REQUIREMENTS
Update all the records so that "trace the outline of" becomes "draw a polygon around" wherever it appears, with nothing else changed, and leave the pictures out of the result.

STORED RECORDS

────

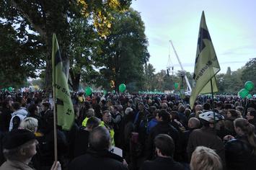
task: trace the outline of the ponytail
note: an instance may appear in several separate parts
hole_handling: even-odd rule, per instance
[[[253,155],[256,156],[256,136],[254,133],[255,126],[248,122],[248,120],[243,118],[238,118],[234,120],[234,126],[241,128],[242,131],[247,136],[250,145],[252,147]]]

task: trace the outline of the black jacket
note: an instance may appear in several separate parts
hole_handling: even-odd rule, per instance
[[[69,170],[127,170],[123,158],[108,151],[96,151],[88,148],[85,155],[74,159]]]
[[[157,157],[154,161],[145,161],[141,168],[141,170],[164,170],[175,169],[184,170],[185,169],[182,164],[175,161],[172,158]]]
[[[74,156],[74,158],[85,154],[88,148],[89,132],[81,128],[76,134]]]
[[[213,128],[203,127],[200,129],[194,130],[191,133],[187,146],[187,153],[189,160],[190,160],[192,153],[195,151],[196,147],[200,146],[215,150],[225,166],[224,145]]]
[[[152,159],[154,158],[154,139],[156,135],[159,134],[167,134],[172,137],[175,144],[175,152],[178,151],[178,140],[180,140],[178,131],[172,126],[169,123],[165,122],[159,122],[151,130],[147,143],[146,144],[146,156],[148,159]]]
[[[245,137],[238,137],[225,145],[227,169],[256,169],[256,156]]]

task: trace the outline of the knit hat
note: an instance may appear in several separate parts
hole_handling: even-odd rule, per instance
[[[15,129],[8,133],[3,139],[3,148],[12,149],[35,139],[33,133],[25,129]]]

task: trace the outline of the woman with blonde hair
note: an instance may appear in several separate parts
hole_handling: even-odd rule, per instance
[[[256,135],[255,126],[247,120],[238,118],[234,121],[236,138],[226,135],[225,145],[227,169],[256,169]]]
[[[211,148],[198,146],[192,153],[191,170],[221,170],[221,161],[218,154]]]
[[[38,120],[33,117],[25,118],[19,125],[19,128],[27,129],[32,133],[37,131]]]

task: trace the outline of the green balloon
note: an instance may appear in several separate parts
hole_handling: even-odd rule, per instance
[[[242,89],[239,92],[239,94],[242,98],[244,99],[244,97],[246,97],[249,94],[249,91],[247,89]]]
[[[107,93],[107,90],[103,90],[103,94],[104,94],[104,95],[106,95]]]
[[[126,86],[125,84],[121,84],[119,85],[119,91],[124,92],[125,91]]]
[[[255,84],[251,81],[246,81],[244,84],[244,88],[248,91],[252,90],[254,87]]]
[[[175,89],[177,90],[179,87],[179,83],[175,83]]]
[[[251,99],[252,97],[252,94],[249,94],[247,95],[247,98],[248,98],[248,99]]]
[[[92,93],[92,89],[91,87],[88,86],[85,89],[85,94],[87,95],[87,96],[89,96],[91,95]]]

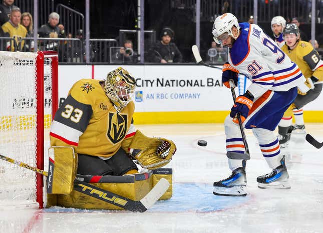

────

REPLY TO THE TASK
task: draw a polygon around the ponytail
note: an instance may appear in several separate parts
hole_handling: even-odd rule, per instance
[[[253,155],[256,156],[256,136],[254,133],[255,126],[248,122],[248,120],[243,118],[238,118],[234,120],[234,126],[241,128],[242,131],[247,136],[250,145],[252,147]]]

task: draw a polygon around the black jacket
note: an instance may appear in several separate parts
hole_handling: even-odd rule, per instance
[[[69,170],[127,170],[123,158],[108,151],[96,151],[88,148],[85,155],[74,159]]]
[[[157,157],[154,161],[145,161],[141,168],[141,170],[164,170],[175,169],[184,170],[185,169],[182,164],[175,161],[172,158]]]
[[[74,156],[74,158],[85,154],[88,148],[89,132],[81,128],[76,134]]]
[[[213,128],[203,127],[200,129],[194,130],[191,133],[187,146],[187,153],[189,160],[190,160],[192,153],[195,151],[196,147],[200,146],[215,150],[225,166],[224,145]]]
[[[152,159],[154,158],[154,139],[156,135],[159,134],[167,134],[172,137],[175,144],[175,152],[178,151],[178,140],[180,140],[178,131],[172,126],[169,123],[165,122],[159,122],[151,130],[147,143],[146,144],[146,156],[148,159]]]
[[[245,137],[238,137],[225,145],[227,169],[256,169],[256,156]]]

task: draw a polygon around the knit hat
note: an instance may appear in several separate parts
hole_handling: even-odd rule, per instance
[[[15,129],[8,133],[3,139],[3,148],[12,149],[35,139],[33,133],[25,129]]]

task: draw a polygon around the woman with blonde hair
note: an instance may appear in several separate parts
hole_handling: even-odd rule, per instance
[[[256,135],[255,126],[247,120],[238,118],[234,121],[236,138],[226,135],[225,145],[227,169],[256,169]]]
[[[211,148],[198,146],[192,153],[191,170],[221,170],[221,161],[218,154]]]
[[[38,120],[33,117],[25,118],[19,125],[19,128],[27,129],[32,133],[37,131]]]

task: draw a polygon around the green balloon
note: an instance may appear in several separate parts
hole_handling: even-odd rule, per instance
[[[242,89],[239,92],[239,94],[242,98],[244,99],[244,97],[246,97],[249,94],[249,91],[247,89]]]
[[[107,93],[107,90],[103,90],[103,94],[104,94],[104,95],[106,95]]]
[[[126,86],[125,84],[121,84],[119,85],[119,91],[124,92],[125,91]]]
[[[255,84],[251,81],[246,81],[244,84],[244,88],[248,91],[252,90],[254,87]]]
[[[175,89],[177,90],[179,87],[179,83],[175,83]]]
[[[251,99],[252,97],[252,94],[249,94],[247,95],[247,98],[248,98],[248,99]]]
[[[92,93],[92,89],[91,87],[88,86],[85,89],[85,94],[87,95],[87,96],[89,96],[91,95]]]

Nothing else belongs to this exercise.